--- Given task ---
Copy all of the items below, swapping every occurrence of "put a dot on" for "place a marker on" and leaving everything else as it is.

— start Provided entries —

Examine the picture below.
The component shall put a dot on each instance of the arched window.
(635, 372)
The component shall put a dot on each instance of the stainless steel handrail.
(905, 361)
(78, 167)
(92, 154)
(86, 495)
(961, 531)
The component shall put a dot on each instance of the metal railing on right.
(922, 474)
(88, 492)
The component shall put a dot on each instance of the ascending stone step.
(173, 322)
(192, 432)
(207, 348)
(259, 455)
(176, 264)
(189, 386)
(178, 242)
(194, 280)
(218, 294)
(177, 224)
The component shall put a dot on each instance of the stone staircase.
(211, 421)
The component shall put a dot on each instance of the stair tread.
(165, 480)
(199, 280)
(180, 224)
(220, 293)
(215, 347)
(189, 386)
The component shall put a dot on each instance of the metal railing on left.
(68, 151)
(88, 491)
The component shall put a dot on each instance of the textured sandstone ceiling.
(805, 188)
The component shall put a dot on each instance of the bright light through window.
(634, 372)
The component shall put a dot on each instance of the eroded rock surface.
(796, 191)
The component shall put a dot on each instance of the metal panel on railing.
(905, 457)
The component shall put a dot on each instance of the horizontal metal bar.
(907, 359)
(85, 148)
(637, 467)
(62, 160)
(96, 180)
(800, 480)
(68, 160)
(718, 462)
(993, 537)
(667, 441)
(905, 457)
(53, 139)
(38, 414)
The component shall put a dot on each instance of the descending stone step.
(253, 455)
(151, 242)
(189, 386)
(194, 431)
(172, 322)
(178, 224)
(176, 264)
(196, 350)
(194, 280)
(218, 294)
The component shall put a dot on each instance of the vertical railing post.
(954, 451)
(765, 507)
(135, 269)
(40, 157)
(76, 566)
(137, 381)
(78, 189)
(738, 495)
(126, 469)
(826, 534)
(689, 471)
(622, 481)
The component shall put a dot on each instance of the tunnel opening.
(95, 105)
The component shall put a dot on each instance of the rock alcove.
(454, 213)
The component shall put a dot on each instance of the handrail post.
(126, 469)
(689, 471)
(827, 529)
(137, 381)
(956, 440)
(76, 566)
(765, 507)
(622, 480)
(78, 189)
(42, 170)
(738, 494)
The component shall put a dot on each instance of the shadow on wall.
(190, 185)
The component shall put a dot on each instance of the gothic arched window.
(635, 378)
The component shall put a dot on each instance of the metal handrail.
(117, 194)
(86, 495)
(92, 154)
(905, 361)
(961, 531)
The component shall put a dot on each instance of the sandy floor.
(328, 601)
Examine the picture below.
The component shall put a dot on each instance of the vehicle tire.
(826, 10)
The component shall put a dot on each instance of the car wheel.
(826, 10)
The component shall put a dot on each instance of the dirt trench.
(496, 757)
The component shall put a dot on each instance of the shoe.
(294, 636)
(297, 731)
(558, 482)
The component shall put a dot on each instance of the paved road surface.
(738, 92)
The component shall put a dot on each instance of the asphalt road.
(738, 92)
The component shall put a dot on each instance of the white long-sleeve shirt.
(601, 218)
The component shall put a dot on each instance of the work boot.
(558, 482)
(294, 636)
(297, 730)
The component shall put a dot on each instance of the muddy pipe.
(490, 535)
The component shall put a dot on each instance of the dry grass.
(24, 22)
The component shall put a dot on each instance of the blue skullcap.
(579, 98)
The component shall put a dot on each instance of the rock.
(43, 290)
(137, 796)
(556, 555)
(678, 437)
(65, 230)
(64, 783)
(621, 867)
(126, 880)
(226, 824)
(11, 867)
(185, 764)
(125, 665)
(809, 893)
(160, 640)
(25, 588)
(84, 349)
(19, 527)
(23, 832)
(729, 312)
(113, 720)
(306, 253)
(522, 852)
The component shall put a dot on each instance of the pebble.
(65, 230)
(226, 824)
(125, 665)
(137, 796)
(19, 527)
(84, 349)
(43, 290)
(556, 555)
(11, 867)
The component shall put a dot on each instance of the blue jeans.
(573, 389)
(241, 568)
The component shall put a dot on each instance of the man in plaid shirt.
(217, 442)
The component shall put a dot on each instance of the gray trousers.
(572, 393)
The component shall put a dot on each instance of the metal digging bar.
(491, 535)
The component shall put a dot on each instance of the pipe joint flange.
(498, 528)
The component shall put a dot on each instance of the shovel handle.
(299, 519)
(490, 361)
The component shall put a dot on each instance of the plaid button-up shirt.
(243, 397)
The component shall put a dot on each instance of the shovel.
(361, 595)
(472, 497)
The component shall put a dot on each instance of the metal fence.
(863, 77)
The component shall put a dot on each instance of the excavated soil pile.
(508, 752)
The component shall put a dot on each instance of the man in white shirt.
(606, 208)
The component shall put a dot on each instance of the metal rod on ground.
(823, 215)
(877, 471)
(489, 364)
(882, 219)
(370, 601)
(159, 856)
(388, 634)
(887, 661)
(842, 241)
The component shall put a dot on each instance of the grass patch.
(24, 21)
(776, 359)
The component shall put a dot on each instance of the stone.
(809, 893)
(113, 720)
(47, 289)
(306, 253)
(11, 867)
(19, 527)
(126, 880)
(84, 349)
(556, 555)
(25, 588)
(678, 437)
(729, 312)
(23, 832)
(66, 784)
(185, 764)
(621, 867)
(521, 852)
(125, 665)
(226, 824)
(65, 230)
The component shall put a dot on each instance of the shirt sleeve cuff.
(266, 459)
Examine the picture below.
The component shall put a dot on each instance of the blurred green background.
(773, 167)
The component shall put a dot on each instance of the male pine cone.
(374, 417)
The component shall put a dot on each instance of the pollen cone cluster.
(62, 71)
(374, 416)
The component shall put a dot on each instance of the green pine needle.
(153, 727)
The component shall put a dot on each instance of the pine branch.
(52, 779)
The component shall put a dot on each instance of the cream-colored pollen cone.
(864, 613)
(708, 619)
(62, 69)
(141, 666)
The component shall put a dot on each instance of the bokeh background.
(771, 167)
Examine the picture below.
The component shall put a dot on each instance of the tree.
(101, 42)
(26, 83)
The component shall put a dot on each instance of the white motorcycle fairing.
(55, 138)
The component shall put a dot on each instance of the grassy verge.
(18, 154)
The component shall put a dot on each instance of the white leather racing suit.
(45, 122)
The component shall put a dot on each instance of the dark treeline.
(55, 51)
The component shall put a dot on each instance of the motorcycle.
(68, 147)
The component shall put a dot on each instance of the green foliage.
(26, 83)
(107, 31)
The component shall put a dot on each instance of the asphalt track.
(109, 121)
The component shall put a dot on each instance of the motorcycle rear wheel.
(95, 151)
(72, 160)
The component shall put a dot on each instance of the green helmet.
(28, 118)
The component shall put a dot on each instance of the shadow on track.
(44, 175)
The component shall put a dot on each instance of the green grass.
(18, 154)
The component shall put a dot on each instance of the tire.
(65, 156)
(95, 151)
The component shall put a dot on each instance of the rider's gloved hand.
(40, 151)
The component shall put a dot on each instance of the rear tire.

— end Provided entries —

--- Exercise solution ---
Examine the picture below.
The component shall place a marker on each instance of the arched window.
(635, 372)
The component shall place a marker on each instance of the stainless steel handrail.
(905, 361)
(78, 167)
(92, 154)
(86, 495)
(961, 531)
The component shall place a marker on each instance of the metal railing on right.
(922, 474)
(88, 492)
The component shall place a marker on each instance of the ascending stone step.
(173, 322)
(192, 432)
(207, 348)
(259, 455)
(176, 264)
(189, 386)
(178, 242)
(194, 280)
(218, 294)
(177, 224)
The component shall place a marker on each instance of the stone staircase.
(211, 421)
The component shall place a marker on each instance of the stair tread.
(165, 480)
(199, 280)
(180, 224)
(220, 293)
(215, 347)
(189, 386)
The component shall place a marker on each instance of the metal railing on left.
(68, 151)
(88, 491)
The component shall place a marker on each instance of the textured sandstone ceiling.
(805, 188)
The component shall place a marker on each instance of the bright light through window.
(634, 372)
The component shall place a marker on each instance of the eroded rock surface.
(796, 191)
The component shall place a marker on each instance of the metal panel on railing.
(905, 457)
The component shall place a marker on each instance of the horizontal metal bar.
(907, 359)
(85, 148)
(637, 467)
(62, 160)
(96, 180)
(800, 480)
(68, 160)
(718, 462)
(993, 537)
(667, 441)
(905, 457)
(53, 139)
(38, 414)
The component shall place a marker on each instance of the descending stone step.
(253, 455)
(151, 242)
(189, 386)
(194, 431)
(172, 322)
(178, 224)
(176, 264)
(196, 350)
(194, 280)
(218, 294)
The component shall place a marker on each instance of the vertical railing post.
(954, 451)
(765, 507)
(135, 269)
(40, 157)
(76, 566)
(137, 381)
(78, 189)
(738, 495)
(126, 469)
(826, 534)
(689, 471)
(622, 481)
The component shall place a marker on each instance of the tunnel opening.
(95, 105)
The component shall place a marker on each instance of the rock alcove.
(454, 213)
The component shall place a marker on each instance of the handrail post.
(126, 469)
(689, 471)
(827, 529)
(137, 381)
(956, 440)
(76, 566)
(765, 507)
(622, 480)
(78, 189)
(42, 170)
(738, 494)
The component shall place a marker on each instance of the shadow on wall.
(190, 185)
The component shall place a marker on each instance of the gothic arched window.
(635, 378)
The component shall place a marker on each instance of the metal handrail.
(117, 194)
(86, 495)
(92, 154)
(905, 361)
(961, 531)
The component shall place a marker on each instance of the sandy floor.
(328, 601)
Examine the picture below.
The component shall place a marker on each instance of the vehicle tire.
(826, 10)
The component shall place a marker on each instance of the car wheel.
(826, 10)
The component shall place a marker on each instance of the dirt trench.
(496, 757)
The component shall place a marker on each instance of the shoe.
(294, 636)
(297, 731)
(558, 482)
The component shall place a marker on each instance of the paved road surface.
(738, 92)
The component shall place a marker on each instance of the asphalt road.
(738, 92)
The component shall place a marker on each instance of the white long-sleeve shirt.
(601, 218)
The component shall place a marker on each instance of the work boot.
(558, 482)
(294, 636)
(297, 730)
The component shall place a marker on each instance of the muddy pipe.
(490, 535)
The component shall place a marker on each instance of the dry grass.
(24, 22)
The component shall place a marker on each instance of the blue skullcap.
(579, 98)
The component shall place a marker on each instance of the rock.
(43, 290)
(137, 796)
(556, 555)
(678, 437)
(65, 230)
(64, 783)
(621, 867)
(126, 880)
(226, 824)
(11, 867)
(185, 764)
(125, 665)
(809, 893)
(160, 640)
(25, 588)
(84, 349)
(19, 527)
(23, 832)
(729, 312)
(113, 720)
(306, 253)
(522, 852)
The component shall place a marker on each instance of the pebble.
(65, 230)
(226, 824)
(125, 665)
(137, 796)
(19, 527)
(84, 349)
(43, 290)
(556, 555)
(11, 867)
The component shall place a marker on each instance of the blue jeans.
(573, 389)
(241, 568)
The component shall place a marker on each instance of the man in plaid shirt.
(217, 442)
The component shall place a marker on each instance of the gray trousers.
(572, 393)
The component shall place a marker on each instance of the metal digging bar.
(491, 535)
The component shall place a marker on each instance of the pipe joint flange.
(498, 528)
The component shall place a marker on each instance of the shovel handle.
(299, 519)
(490, 361)
The component shall place a marker on each instance of the plaid button-up shirt.
(243, 397)
The component shall place a marker on each instance of the shovel.
(361, 595)
(472, 497)
The component shall place a marker on each instance of the metal fence.
(863, 77)
The component shall place a marker on each instance of the excavated soil pile.
(508, 752)
The component shall place a marker on each instance of the man in white shirt.
(606, 208)
The component shall place a marker on each instance of the metal rod on ground.
(823, 215)
(877, 471)
(489, 364)
(882, 219)
(370, 601)
(159, 856)
(388, 634)
(887, 661)
(842, 241)
The component shall place a marker on each instance of the grass patch.
(24, 21)
(776, 359)
The component shall place a marker on each instance of the stone.
(809, 893)
(113, 720)
(47, 289)
(306, 253)
(11, 867)
(19, 527)
(126, 880)
(84, 349)
(556, 555)
(25, 588)
(678, 437)
(729, 312)
(23, 832)
(66, 784)
(185, 764)
(621, 867)
(521, 852)
(125, 665)
(226, 824)
(65, 230)
The component shall place a marker on each instance of the shirt sleeve cuff.
(266, 459)
Examine the picture below.
The component shall place a marker on each instance of the blurred green background.
(773, 167)
The component shall place a marker on each instance of the male pine cone.
(374, 417)
The component shall place a marker on each instance of the pollen cone cluster.
(62, 71)
(374, 416)
The component shall place a marker on each instance of the green pine needle.
(153, 727)
The component shall place a marker on each instance of the pine branch.
(52, 779)
The component shall place a marker on each instance of the cream-colored pollen cone.
(864, 613)
(708, 619)
(62, 69)
(141, 666)
The component shall place a marker on each instance of the bokeh background.
(771, 167)
Examine the picture below.
The component shall place a marker on each instance of the tree.
(101, 42)
(26, 83)
The component shall place a marker on each instance of the white motorcycle fairing.
(55, 138)
The component shall place a marker on each instance of the grassy verge.
(18, 154)
The component shall place a marker on each instance of the white leather racing suit.
(45, 122)
The component shall place a marker on each instance of the dark treeline.
(55, 51)
The component shall place a marker on each instance of the motorcycle.
(68, 147)
The component shall place a marker on each instance of the green foliage.
(26, 83)
(107, 31)
The component shall place a marker on each instance of the asphalt track.
(109, 121)
The component shall place a marker on each instance of the motorcycle rear wheel.
(95, 151)
(72, 160)
The component shall place a marker on each instance of the green helmet.
(28, 118)
The component shall place a marker on each instance of the shadow on track.
(44, 175)
The component shall place a marker on each instance of the green grass.
(18, 154)
The component shall place a marker on each instance of the tire.
(65, 156)
(95, 151)
The component shall place a marker on each instance of the rider's gloved hand.
(40, 151)
The component shall place a marker on each instance of the rear tire.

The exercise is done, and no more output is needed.